_Given instruction_
Return the data below verbatim, keeping every line unchanged.

[Items listed in a dataset]
###
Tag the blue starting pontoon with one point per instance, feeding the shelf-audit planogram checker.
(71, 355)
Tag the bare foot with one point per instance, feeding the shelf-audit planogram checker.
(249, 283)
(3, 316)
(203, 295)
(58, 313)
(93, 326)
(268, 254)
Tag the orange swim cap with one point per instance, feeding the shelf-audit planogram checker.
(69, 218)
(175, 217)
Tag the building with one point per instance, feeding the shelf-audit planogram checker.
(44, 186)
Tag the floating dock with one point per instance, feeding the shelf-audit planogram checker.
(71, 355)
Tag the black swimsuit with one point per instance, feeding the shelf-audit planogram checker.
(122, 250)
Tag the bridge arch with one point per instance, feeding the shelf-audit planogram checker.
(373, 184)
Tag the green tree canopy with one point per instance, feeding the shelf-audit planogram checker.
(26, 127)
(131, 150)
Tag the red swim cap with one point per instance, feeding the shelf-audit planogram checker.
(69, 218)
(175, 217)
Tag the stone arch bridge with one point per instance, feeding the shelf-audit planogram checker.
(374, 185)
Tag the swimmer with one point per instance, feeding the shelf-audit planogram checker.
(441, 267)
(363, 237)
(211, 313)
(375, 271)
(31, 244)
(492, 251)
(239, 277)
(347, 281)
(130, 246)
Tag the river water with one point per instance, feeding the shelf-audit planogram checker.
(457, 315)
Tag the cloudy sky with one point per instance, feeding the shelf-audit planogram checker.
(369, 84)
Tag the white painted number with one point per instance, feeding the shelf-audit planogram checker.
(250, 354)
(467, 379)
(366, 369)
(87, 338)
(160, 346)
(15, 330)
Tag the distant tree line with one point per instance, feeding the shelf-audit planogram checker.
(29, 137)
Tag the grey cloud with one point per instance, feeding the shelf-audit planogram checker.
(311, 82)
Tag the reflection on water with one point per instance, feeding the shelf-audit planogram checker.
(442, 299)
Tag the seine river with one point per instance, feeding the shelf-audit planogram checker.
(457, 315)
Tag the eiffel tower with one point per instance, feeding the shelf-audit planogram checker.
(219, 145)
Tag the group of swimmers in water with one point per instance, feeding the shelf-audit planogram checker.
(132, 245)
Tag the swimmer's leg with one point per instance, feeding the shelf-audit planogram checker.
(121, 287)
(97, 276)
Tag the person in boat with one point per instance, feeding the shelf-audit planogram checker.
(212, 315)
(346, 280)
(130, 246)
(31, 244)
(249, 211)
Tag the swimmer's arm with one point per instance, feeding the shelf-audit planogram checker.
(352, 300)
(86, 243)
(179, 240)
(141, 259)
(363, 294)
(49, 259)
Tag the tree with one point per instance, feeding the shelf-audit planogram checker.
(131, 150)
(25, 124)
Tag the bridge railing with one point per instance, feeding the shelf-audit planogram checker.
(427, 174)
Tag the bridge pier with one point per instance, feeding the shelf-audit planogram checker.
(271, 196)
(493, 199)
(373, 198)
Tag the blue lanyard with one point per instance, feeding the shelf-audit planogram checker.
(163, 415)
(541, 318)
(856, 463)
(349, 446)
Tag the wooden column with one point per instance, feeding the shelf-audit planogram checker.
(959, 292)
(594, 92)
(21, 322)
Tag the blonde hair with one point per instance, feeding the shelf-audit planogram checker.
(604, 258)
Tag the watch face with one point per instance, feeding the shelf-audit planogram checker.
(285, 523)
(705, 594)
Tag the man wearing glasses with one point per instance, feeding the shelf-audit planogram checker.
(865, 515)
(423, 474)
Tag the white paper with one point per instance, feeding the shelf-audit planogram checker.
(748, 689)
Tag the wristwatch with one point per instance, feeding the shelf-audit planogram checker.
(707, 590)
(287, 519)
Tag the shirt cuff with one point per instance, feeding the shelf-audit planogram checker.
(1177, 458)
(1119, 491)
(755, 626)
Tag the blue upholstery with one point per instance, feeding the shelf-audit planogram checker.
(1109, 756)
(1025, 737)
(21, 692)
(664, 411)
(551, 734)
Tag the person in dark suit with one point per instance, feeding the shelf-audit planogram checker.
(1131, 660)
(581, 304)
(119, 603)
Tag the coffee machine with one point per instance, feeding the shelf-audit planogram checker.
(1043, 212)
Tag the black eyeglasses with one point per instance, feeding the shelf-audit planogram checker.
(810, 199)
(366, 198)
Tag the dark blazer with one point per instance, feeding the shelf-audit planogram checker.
###
_Result of this exercise_
Tag the blue starting pontoon with one point per instance, feeding the shelf-audit planogram checker.
(71, 355)
Tag the bare foot with one point per instance, feeding the shelf-audit planogram checker.
(249, 283)
(3, 316)
(203, 295)
(58, 313)
(93, 326)
(268, 254)
Tag the orange swim cap with one point per instance, feeding the shelf-audit planogram checker.
(69, 218)
(175, 217)
Tag the building with one point per instance, feeding the shelf-audit planogram checker.
(44, 186)
Tag the floating dock with one point per instance, feeding the shelf-audit planogram checker.
(71, 355)
Tag the black swimsuit with one point per instance, feeding the shelf-audit planogram checker.
(122, 250)
Tag the bridge arch with one point per instance, feeding the shelf-audit planogram checker.
(373, 184)
Tag the green tree canopy with one point per instance, feeding the shelf-audit planogram checker.
(26, 127)
(131, 150)
Tag the red swim cap with one point per instance, feeding the shelf-audit planogram checker.
(69, 218)
(175, 217)
Tag the stone arch bridge with one point per instance, feeding the shelf-audit planogram checker.
(374, 185)
Tag the swimmer with one point per instance, feeding the shelf-audit planogram checker.
(441, 267)
(363, 237)
(211, 313)
(375, 271)
(31, 244)
(492, 251)
(239, 277)
(347, 281)
(130, 246)
Tag the river water with one point per instance, feeding the shelf-audit planogram checker.
(457, 315)
Tag the cloudy sky with one point per instance, feeding the shelf-audit planogram checker.
(369, 84)
Tag the white painted number with one point per instance, feeding the shelf-audit planogram checker.
(250, 354)
(467, 379)
(366, 369)
(87, 338)
(160, 346)
(15, 330)
Tag the distant tree line with one point per instance, feeding the shelf-audit planogram checker.
(29, 137)
Tag the grey cloud with one point per instance, feeding the shelf-audit planogram checker.
(311, 82)
Tag the reflection on water with one point per instance, feeding the shelf-audit planogram checker.
(442, 299)
Tag the seine river with one point per instance, feeding the shelf-audit planogram checker.
(457, 315)
Tag the eiffel tower with one point per instance, feeding the shelf-audit planogram checker.
(219, 145)
Tag the group of swimmers in water with one point per instance, feeding the shelf-audit planogram checker.
(132, 245)
Tag the swimmer's leg with one point per instance, feeding the shelf-audit planogram checker.
(121, 287)
(97, 276)
Tag the person in boat with one point per instance, feeding the shelf-audit planogram checker.
(212, 315)
(346, 280)
(130, 246)
(31, 244)
(249, 211)
Tag the swimmer's arm with one point per instance, feeding the shelf-audit planogram checker.
(352, 300)
(86, 243)
(179, 240)
(141, 259)
(363, 294)
(49, 259)
Tag the tree with one point per instance, feeding the shelf-audit planogram checker.
(131, 150)
(25, 124)
Tag the bridge railing with one point per instance, feeding the shelf-audit planogram checker.
(427, 174)
Tag the bridge pier with one point per instance, feeding the shelf-audit planogram checker.
(271, 196)
(493, 199)
(373, 198)
Tag the blue lanyard with one point per instance, feeding the shelf-audit planogram checker.
(163, 415)
(541, 318)
(856, 463)
(349, 446)
Tag the wooden column with one point per instance, feeding the shelf-audit planogram checker.
(959, 292)
(594, 92)
(21, 322)
Tag the blonde hair with one point per instance, feeding the shelf-audit planogram checker.
(604, 258)
Tag the watch face with one point per instance, feeding the shelf-audit planogram checker.
(285, 523)
(705, 594)
Tag the man wearing glasses with one point per instance, feeding the shelf-audit planogram checker.
(865, 515)
(423, 474)
Tag the white paper with one point per instance, feeding the shelf-audit planogram checker.
(748, 689)
Tag the wristwatch with one point per instance, feeding the shelf-audit planogram checker.
(707, 590)
(287, 519)
Tag the shirt cuff with one point per instance, feeding the shelf-audit planogram checker.
(1177, 458)
(1119, 491)
(755, 626)
Tag the blue upholstery with one point per instance, feeding the shelf-audit planogram checker.
(1109, 756)
(1025, 737)
(21, 692)
(664, 411)
(551, 734)
Tag the person in dark suit with one point per instance, feeding the shelf-audit planogram checker.
(1131, 660)
(581, 304)
(119, 603)
Tag the coffee machine with one point per instance, feeding the shelf-audit planogram checker.
(1043, 212)
Tag the black eyeglasses with one point per instance, feeding the shelf-audit planogram checker.
(810, 199)
(366, 198)
Tag the dark blazer with one point per instance, feeding the shelf-audit planogram checker.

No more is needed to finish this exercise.